>> begin

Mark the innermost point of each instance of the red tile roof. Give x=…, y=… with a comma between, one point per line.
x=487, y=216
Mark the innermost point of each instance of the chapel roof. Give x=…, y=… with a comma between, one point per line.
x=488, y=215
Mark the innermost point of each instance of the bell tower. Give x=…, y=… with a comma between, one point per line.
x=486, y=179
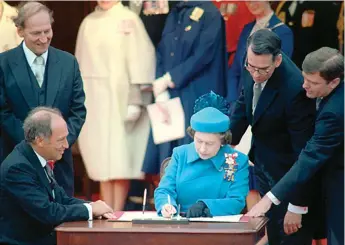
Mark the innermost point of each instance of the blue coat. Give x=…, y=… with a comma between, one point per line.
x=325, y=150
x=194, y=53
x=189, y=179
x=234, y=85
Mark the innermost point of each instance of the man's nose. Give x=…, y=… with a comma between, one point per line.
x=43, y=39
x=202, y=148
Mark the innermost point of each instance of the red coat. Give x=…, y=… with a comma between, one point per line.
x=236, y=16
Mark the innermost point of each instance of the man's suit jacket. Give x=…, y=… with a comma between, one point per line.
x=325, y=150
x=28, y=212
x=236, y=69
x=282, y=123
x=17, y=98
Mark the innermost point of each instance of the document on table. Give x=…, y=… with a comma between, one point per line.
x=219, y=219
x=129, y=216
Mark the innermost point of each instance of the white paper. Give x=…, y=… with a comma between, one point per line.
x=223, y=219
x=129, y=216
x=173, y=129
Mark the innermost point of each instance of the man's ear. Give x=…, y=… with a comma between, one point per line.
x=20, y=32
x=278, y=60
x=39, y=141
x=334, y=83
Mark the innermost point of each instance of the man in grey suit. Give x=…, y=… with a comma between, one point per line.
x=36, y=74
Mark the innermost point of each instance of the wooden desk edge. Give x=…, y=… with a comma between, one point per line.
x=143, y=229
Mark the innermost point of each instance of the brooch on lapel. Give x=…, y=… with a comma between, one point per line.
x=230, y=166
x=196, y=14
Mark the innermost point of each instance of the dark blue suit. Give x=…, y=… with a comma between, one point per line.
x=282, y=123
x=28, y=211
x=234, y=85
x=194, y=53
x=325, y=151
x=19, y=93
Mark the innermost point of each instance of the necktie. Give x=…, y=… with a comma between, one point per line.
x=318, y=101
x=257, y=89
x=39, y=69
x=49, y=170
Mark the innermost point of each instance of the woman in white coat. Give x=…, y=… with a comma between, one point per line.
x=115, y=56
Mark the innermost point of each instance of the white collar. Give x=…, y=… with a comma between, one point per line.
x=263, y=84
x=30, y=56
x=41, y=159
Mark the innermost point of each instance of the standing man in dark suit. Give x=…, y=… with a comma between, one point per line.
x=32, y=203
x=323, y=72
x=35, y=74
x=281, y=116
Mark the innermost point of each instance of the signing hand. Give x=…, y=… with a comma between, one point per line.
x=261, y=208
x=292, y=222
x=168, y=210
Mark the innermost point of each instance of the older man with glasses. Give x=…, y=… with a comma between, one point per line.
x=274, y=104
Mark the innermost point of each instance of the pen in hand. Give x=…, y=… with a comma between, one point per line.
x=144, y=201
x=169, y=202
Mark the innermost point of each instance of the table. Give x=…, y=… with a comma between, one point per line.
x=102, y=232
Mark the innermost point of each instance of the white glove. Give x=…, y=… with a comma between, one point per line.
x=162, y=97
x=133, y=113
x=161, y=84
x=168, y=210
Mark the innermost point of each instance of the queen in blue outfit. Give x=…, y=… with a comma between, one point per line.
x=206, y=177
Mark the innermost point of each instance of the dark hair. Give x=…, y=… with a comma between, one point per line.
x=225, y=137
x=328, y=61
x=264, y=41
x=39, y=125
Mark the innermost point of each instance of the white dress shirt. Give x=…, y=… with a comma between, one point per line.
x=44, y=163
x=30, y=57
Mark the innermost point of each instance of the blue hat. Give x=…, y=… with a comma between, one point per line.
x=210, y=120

>> end
>> begin

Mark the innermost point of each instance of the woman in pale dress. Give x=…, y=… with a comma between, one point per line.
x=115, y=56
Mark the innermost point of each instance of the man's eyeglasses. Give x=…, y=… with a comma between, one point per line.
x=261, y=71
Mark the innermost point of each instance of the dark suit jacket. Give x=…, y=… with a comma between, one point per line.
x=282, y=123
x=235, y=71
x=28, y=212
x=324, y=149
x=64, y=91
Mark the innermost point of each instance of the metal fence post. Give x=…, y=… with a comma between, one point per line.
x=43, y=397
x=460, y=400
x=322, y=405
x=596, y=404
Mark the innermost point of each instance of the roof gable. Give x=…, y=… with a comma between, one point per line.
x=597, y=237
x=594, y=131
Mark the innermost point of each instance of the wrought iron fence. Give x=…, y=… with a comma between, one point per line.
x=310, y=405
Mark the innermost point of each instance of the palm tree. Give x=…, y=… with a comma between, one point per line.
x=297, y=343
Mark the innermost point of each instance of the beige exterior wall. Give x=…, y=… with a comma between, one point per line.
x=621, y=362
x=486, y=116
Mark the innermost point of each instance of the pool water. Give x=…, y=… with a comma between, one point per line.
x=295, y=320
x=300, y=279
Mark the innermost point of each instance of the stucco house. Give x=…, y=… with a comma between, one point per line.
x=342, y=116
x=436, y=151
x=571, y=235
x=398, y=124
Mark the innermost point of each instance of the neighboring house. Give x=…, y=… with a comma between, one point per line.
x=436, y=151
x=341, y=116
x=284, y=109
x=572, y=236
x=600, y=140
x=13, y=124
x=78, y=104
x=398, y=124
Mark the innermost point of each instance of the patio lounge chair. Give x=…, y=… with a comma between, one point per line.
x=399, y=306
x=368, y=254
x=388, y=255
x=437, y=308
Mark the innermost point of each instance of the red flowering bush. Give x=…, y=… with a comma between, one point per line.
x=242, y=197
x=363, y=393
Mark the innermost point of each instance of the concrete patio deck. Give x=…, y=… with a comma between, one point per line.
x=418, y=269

>> end

• [EXERCISE DETAILS]: Please give the lines again, starting with the line containing "Mark the innermost point of each instance of the white glove." and going on through the line containing "x=39, y=125", with "dark hair" replaced by "black hair" and everything else left unchanged.

• [SOLUTION FOR THIS EXERCISE]:
Mark the innermost point of each instance of the white glove. Give x=…, y=… with a comma between, one point per line.
x=162, y=97
x=133, y=113
x=161, y=84
x=168, y=210
Mark the innermost point of each instance of the queen in blue outfit. Give x=…, y=… with a comma between, one point per line.
x=206, y=177
Mark the innermost point of each instance of the black hair. Give x=…, y=… with a comma between, one point per line.
x=225, y=137
x=328, y=61
x=264, y=41
x=39, y=125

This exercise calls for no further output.